§ READING TEXT
-=-=-=-=-
Third, the Quad has placed a premium on winning the battle for the hearts and minds of people in the Indo-Pacific region. The aim is to convince the nations of Southeast Asia, the Pacific Islands and the Indian Ocean region that the Quad is a benign grouping, committed to solutions for their development and well-being. This explains the special initiative to ensure equitable access to COVID-19 vaccines for every needy person in the region from the western Pacific to eastern Africa. It is both a laudable and doable objective, given the firm commitment of financial support by the U.S. and Japan, logistics and some funding from Australia, and the manufacturing and managerial capabilities of India. This new synergy is a real highlight that should result in the production of one billion vaccine doses in India by 2022.
Fourth, the establishment of three working groups on vaccine partnership; climate change; and critical and emerging technologies (such as telecom and biotechnology) and their new standards, innovation and supply chains is a welcome step. Joint R&D projects may become essential. All this should get the four national establishments into serious policy coordination and action mode, creating new capacities. The careful choice of themes reflects a deep understanding of the long-term challenge posed by China and has global implications.
-=-=-=-=-
§ Stored records
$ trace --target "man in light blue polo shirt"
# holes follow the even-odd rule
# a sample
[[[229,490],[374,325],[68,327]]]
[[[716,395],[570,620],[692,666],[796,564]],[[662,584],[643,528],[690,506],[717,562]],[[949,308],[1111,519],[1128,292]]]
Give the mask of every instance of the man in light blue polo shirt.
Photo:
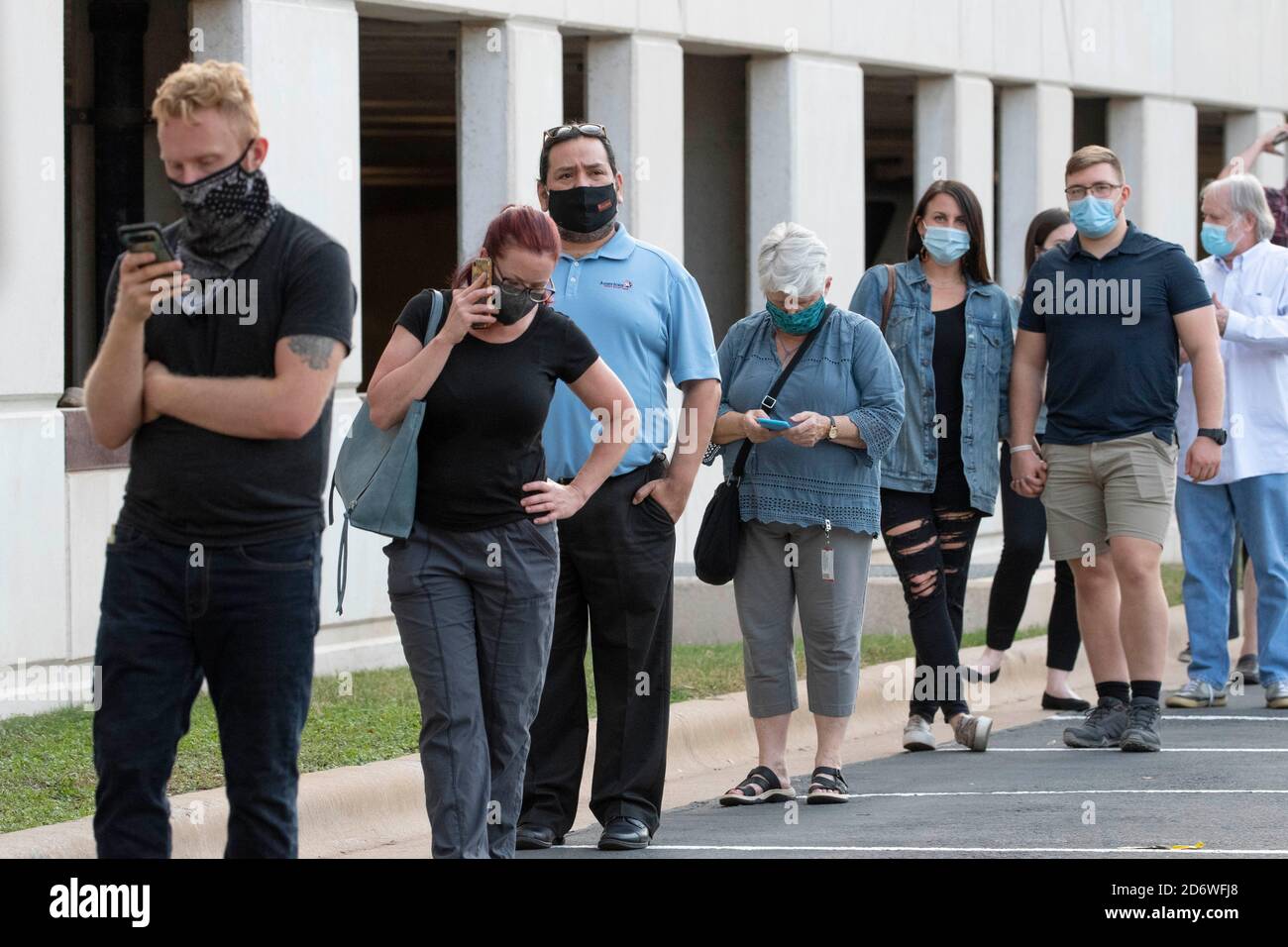
[[[577,812],[590,731],[589,622],[598,705],[590,808],[604,826],[599,848],[645,848],[666,774],[675,521],[711,438],[720,365],[697,282],[617,222],[622,175],[603,126],[546,131],[537,197],[563,238],[553,304],[622,379],[639,416],[634,430],[629,419],[595,419],[563,385],[550,405],[542,442],[553,479],[569,481],[596,437],[635,438],[614,475],[559,521],[555,634],[532,725],[518,847],[560,844]],[[667,415],[668,374],[684,393],[679,424]]]

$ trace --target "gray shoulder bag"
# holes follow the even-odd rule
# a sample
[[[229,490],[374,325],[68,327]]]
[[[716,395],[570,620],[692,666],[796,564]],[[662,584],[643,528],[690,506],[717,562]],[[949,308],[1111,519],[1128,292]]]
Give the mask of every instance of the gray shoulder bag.
[[[424,344],[442,325],[443,294],[430,290],[434,300],[425,326]],[[367,402],[362,402],[353,425],[340,446],[327,495],[327,519],[335,522],[332,502],[340,495],[344,527],[336,563],[335,613],[344,615],[344,586],[349,572],[349,524],[358,530],[395,539],[407,539],[416,521],[416,438],[425,417],[425,402],[413,401],[399,424],[381,430],[371,423]]]

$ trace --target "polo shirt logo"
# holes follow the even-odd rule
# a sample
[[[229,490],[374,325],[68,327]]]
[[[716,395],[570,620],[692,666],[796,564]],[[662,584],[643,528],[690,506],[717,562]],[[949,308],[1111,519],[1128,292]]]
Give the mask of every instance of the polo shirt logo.
[[[1083,280],[1046,277],[1033,283],[1033,312],[1038,316],[1119,316],[1124,326],[1140,322],[1140,280]]]

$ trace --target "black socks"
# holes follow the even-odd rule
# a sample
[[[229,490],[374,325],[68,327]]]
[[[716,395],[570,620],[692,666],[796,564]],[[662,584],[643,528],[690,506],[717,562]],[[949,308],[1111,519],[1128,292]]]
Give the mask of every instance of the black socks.
[[[1155,689],[1154,693],[1158,693],[1158,691]],[[1100,684],[1096,684],[1096,696],[1113,697],[1115,700],[1122,701],[1123,703],[1130,703],[1131,688],[1127,687],[1126,680],[1105,680]]]
[[[1163,682],[1160,680],[1133,680],[1131,683],[1132,697],[1149,697],[1154,703],[1158,703],[1158,694],[1162,689]]]

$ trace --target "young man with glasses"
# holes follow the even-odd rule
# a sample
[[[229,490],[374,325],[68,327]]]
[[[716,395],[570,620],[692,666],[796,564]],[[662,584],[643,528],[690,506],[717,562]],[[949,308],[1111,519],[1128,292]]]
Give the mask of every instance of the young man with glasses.
[[[537,197],[559,227],[559,308],[626,384],[638,425],[603,487],[559,521],[554,643],[523,787],[519,848],[560,844],[572,827],[585,764],[587,624],[598,706],[590,808],[601,849],[644,848],[657,831],[671,692],[675,522],[684,512],[720,403],[711,320],[694,278],[620,220],[622,175],[601,125],[549,129]],[[667,375],[684,394],[670,463]],[[572,393],[555,392],[542,439],[547,477],[577,473],[600,424]],[[631,428],[635,428],[634,430]]]
[[[1221,465],[1224,378],[1202,276],[1176,244],[1127,220],[1118,157],[1079,148],[1065,166],[1078,233],[1029,271],[1011,367],[1012,487],[1042,496],[1051,558],[1074,573],[1099,703],[1073,747],[1157,751],[1167,648],[1159,562],[1176,492],[1177,341],[1194,376],[1198,435],[1185,474]],[[1047,433],[1033,428],[1046,375]]]

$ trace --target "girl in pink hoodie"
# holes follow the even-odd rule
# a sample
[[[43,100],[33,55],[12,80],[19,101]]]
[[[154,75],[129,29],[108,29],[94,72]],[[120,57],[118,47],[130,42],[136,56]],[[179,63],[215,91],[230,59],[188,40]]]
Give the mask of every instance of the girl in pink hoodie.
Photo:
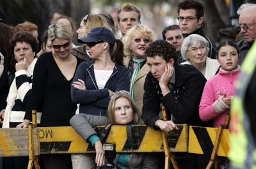
[[[237,64],[240,51],[236,43],[226,40],[217,47],[217,60],[221,68],[204,87],[199,105],[199,116],[203,121],[214,120],[214,128],[225,123],[235,94],[235,84],[240,72]]]

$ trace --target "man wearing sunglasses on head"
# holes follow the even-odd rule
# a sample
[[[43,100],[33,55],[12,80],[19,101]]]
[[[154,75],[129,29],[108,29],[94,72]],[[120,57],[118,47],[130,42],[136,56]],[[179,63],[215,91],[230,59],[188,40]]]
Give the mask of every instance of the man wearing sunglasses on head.
[[[179,25],[184,38],[191,34],[202,36],[209,43],[208,57],[216,59],[216,46],[205,34],[202,28],[204,15],[203,4],[198,1],[186,0],[178,4],[177,11]]]
[[[244,38],[236,42],[240,49],[240,60],[241,64],[247,52],[256,38],[256,4],[244,4],[237,10],[239,15],[239,25],[237,29],[243,34]]]
[[[127,4],[117,12],[117,20],[122,38],[132,26],[141,23],[140,11],[135,6]]]

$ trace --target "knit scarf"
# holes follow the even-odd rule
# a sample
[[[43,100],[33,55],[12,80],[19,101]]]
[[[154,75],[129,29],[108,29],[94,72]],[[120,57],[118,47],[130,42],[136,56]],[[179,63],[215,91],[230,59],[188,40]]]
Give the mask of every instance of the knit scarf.
[[[34,70],[35,64],[36,64],[37,58],[34,59],[32,62],[28,66],[27,69],[27,76],[30,77],[33,75],[33,71]],[[10,91],[8,96],[7,97],[7,105],[5,108],[4,118],[3,122],[3,128],[10,128],[10,118],[11,116],[12,109],[15,104],[15,99],[17,97],[18,90],[16,86],[16,80],[13,79],[12,81],[11,87],[10,87]]]
[[[134,95],[133,95],[133,84],[134,83],[136,77],[137,76],[138,73],[139,73],[139,71],[140,70],[141,63],[145,62],[145,61],[146,61],[146,59],[142,58],[140,59],[136,59],[134,57],[132,57],[132,60],[134,62],[137,62],[137,66],[136,66],[135,69],[134,70],[134,71],[132,72],[132,77],[131,78],[131,82],[130,82],[131,96],[132,98],[134,98]]]

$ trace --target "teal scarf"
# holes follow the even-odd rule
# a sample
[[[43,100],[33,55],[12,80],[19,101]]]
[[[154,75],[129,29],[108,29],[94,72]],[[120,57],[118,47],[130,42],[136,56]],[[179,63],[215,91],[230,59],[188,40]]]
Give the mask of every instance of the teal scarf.
[[[145,61],[146,61],[146,58],[136,59],[134,57],[132,57],[132,60],[134,62],[137,62],[137,66],[136,66],[135,69],[133,70],[132,75],[131,78],[131,82],[130,82],[131,96],[132,98],[134,98],[134,96],[133,96],[133,84],[134,83],[136,77],[137,76],[138,73],[139,73],[139,71],[140,70],[141,63],[145,62]]]

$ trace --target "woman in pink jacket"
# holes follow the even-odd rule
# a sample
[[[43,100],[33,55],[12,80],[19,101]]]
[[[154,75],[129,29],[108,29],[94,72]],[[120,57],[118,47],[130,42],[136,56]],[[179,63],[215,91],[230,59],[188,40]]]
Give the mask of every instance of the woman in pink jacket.
[[[199,105],[199,116],[203,121],[214,120],[214,128],[225,123],[235,94],[235,84],[240,72],[239,49],[233,41],[226,40],[217,47],[217,60],[221,68],[204,87]]]

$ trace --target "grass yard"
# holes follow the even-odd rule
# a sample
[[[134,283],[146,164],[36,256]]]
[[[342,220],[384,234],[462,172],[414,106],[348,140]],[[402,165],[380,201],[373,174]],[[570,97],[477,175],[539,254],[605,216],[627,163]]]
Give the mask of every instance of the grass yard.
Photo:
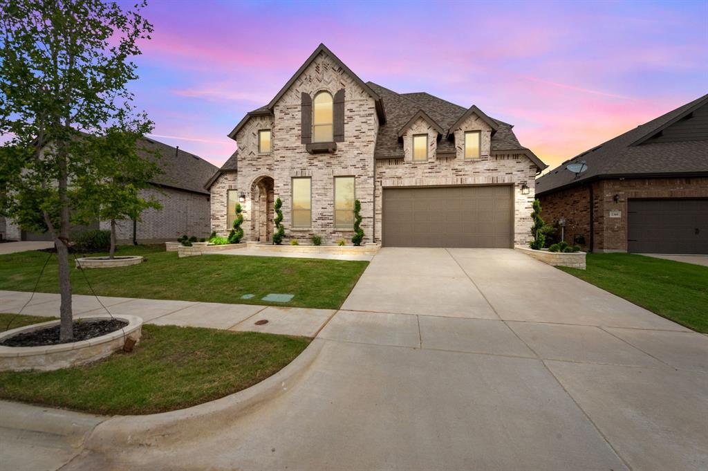
[[[634,254],[588,254],[557,267],[697,332],[708,333],[708,267]]]
[[[13,315],[0,314],[3,329]],[[47,319],[16,320],[13,327]],[[55,371],[0,373],[0,397],[94,414],[183,409],[263,381],[309,343],[271,334],[144,324],[131,353]]]
[[[176,252],[165,251],[161,244],[122,246],[117,254],[142,255],[147,261],[87,269],[86,275],[98,295],[322,309],[338,308],[369,263],[231,255],[178,259]],[[26,251],[0,256],[0,290],[31,291],[48,255]],[[52,254],[38,290],[58,293],[57,271]],[[91,294],[84,276],[73,268],[72,287],[74,294]],[[271,293],[295,297],[288,302],[261,300]],[[241,299],[247,294],[254,295]]]

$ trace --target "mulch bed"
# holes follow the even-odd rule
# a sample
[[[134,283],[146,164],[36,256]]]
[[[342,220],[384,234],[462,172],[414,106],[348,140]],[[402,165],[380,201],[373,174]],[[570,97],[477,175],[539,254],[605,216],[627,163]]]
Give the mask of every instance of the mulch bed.
[[[117,319],[85,321],[77,319],[74,321],[74,339],[68,341],[62,342],[59,340],[59,326],[57,324],[31,332],[13,335],[0,341],[0,345],[8,347],[35,347],[79,342],[115,332],[127,324],[125,321]]]

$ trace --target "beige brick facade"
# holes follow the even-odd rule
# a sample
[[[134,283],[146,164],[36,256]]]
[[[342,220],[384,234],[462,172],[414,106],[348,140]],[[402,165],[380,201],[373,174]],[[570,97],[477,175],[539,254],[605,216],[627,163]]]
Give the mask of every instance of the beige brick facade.
[[[301,93],[314,96],[326,90],[334,93],[345,90],[344,142],[336,143],[333,153],[311,154],[301,140]],[[272,119],[272,121],[271,121]],[[350,230],[333,227],[333,182],[336,176],[355,177],[355,198],[361,201],[364,242],[381,242],[382,189],[391,186],[510,184],[515,186],[515,243],[525,244],[529,239],[531,203],[534,198],[536,166],[524,154],[491,155],[491,129],[472,115],[456,131],[457,156],[440,158],[436,155],[438,131],[423,119],[414,123],[403,136],[404,159],[375,160],[374,151],[379,128],[374,99],[336,62],[322,52],[296,79],[273,107],[273,118],[252,116],[238,131],[237,171],[222,174],[211,187],[211,227],[225,235],[227,191],[243,193],[244,239],[263,238],[259,230],[263,222],[263,201],[268,200],[267,219],[272,219],[272,202],[262,194],[264,181],[273,178],[273,198],[282,200],[285,241],[297,239],[309,242],[313,234],[322,237],[325,244],[344,239],[350,244]],[[258,152],[258,131],[272,130],[272,152]],[[465,160],[462,147],[466,130],[480,130],[481,157]],[[411,145],[413,134],[428,134],[428,159],[413,162]],[[458,137],[458,133],[459,137]],[[312,223],[309,229],[292,227],[291,178],[312,178]],[[521,194],[521,185],[530,187],[529,195]]]

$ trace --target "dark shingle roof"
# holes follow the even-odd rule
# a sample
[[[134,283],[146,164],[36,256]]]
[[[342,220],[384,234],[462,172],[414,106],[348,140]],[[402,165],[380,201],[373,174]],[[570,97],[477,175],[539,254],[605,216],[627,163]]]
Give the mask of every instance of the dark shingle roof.
[[[379,128],[376,140],[375,154],[377,159],[403,158],[403,143],[398,140],[398,131],[418,110],[425,111],[446,132],[468,110],[426,92],[397,93],[370,81],[367,84],[381,96],[386,108],[386,124]],[[498,125],[491,137],[493,151],[527,150],[519,143],[511,125],[493,118],[491,119]],[[438,142],[437,152],[454,154],[455,143],[443,136]],[[537,164],[545,167],[543,162],[537,158]]]
[[[157,161],[164,173],[158,175],[152,183],[209,194],[205,191],[204,184],[218,167],[193,154],[178,150],[152,138],[143,137],[139,145],[160,156]]]
[[[708,140],[641,143],[667,125],[708,106],[708,95],[669,111],[599,146],[576,155],[536,180],[536,194],[603,176],[663,176],[708,172]],[[578,178],[565,167],[585,161]]]

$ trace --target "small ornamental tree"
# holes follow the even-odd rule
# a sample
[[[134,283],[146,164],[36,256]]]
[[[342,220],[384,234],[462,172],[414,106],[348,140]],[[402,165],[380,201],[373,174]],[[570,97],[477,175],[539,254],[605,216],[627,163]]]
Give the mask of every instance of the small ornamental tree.
[[[241,203],[236,203],[236,219],[234,220],[234,227],[229,233],[229,243],[238,244],[244,238],[244,229],[241,228],[241,225],[244,223],[244,215],[241,212]]]
[[[355,200],[354,201],[354,237],[352,237],[352,244],[356,246],[361,245],[361,242],[364,240],[364,229],[361,228],[361,201]]]
[[[533,225],[531,226],[531,237],[533,240],[529,244],[532,249],[540,250],[546,242],[546,235],[543,233],[545,223],[541,218],[541,203],[537,199],[533,201],[533,212],[531,213]]]
[[[273,243],[275,245],[280,245],[282,243],[282,238],[285,237],[285,228],[282,227],[282,201],[278,198],[275,200],[275,219],[273,220],[275,225],[275,232],[273,234]]]

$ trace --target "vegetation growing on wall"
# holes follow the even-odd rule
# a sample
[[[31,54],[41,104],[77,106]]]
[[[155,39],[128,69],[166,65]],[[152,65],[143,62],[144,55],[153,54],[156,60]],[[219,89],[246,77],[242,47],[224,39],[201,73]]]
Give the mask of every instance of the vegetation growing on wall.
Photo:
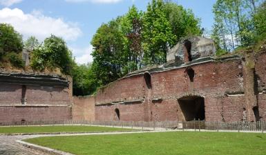
[[[218,54],[253,46],[266,37],[264,0],[218,0],[213,10],[211,37]]]
[[[92,70],[99,85],[146,65],[165,63],[167,52],[182,37],[202,33],[200,20],[181,6],[153,0],[146,9],[133,6],[93,36]]]

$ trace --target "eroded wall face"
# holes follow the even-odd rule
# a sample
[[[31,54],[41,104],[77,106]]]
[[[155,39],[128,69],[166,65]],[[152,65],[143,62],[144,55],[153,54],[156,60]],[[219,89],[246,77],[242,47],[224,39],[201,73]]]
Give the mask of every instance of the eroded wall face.
[[[207,121],[243,119],[245,81],[240,59],[195,64],[189,68],[194,72],[192,81],[187,68],[151,73],[151,89],[146,85],[143,75],[115,81],[97,94],[96,104],[104,105],[95,107],[95,119],[113,120],[115,107],[119,107],[122,121],[182,121],[184,112],[178,99],[186,96],[205,98]],[[108,105],[116,101],[126,102],[129,99],[143,101],[134,105]]]
[[[266,121],[266,53],[257,56],[256,61],[259,114],[262,120]]]
[[[1,123],[21,121],[53,121],[71,118],[70,106],[0,106]]]
[[[72,116],[74,121],[95,121],[95,96],[74,96]]]
[[[68,88],[0,83],[0,123],[71,119]]]
[[[117,120],[115,109],[120,112]],[[105,105],[95,106],[95,120],[102,121],[140,121],[144,120],[144,104]]]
-=-=-=-=-
§ PROBLEM A
According to the passage on the Quad, how many vaccine doses should be produced in India by 2022?
§ PROBLEM B
Repeat the passage on the Quad word for word from "Third, the Quad" up to and including "India by 2022.".
The rows are separate material, unrelated to the passage on the Quad.

§ WRITTEN REPLY A
One billion

§ WRITTEN REPLY B
Third, the Quad has placed a premium on winning the battle for the hearts and minds of people in the Indo-Pacific region. The aim is to convince the nations of Southeast Asia, the Pacific Islands and the Indian Ocean region that the Quad is a benign grouping, committed to solutions for their development and well-being. This explains the special initiative to ensure equitable access to COVID-19 vaccines for every needy person in the region from the western Pacific to eastern Africa. It is both a laudable and doable objective, given the firm commitment of financial support by the U.S. and Japan, logistics and some funding from Australia, and the manufacturing and managerial capabilities of India. This new synergy is a real highlight that should result in the production of one billion vaccine doses in India by 2022.